Pointing entries for named objects
===

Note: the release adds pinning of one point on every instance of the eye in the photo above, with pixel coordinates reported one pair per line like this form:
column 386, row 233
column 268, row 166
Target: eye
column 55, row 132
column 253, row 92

===

▶ **Goal**
Write out the data above again, reproducing every line without any change.

▶ **The response**
Note: the release adds pinning of one point on every instance of the eye in the photo above, with pixel coordinates reported one pair per line like this form:
column 386, row 233
column 268, row 166
Target: eye
column 55, row 132
column 253, row 92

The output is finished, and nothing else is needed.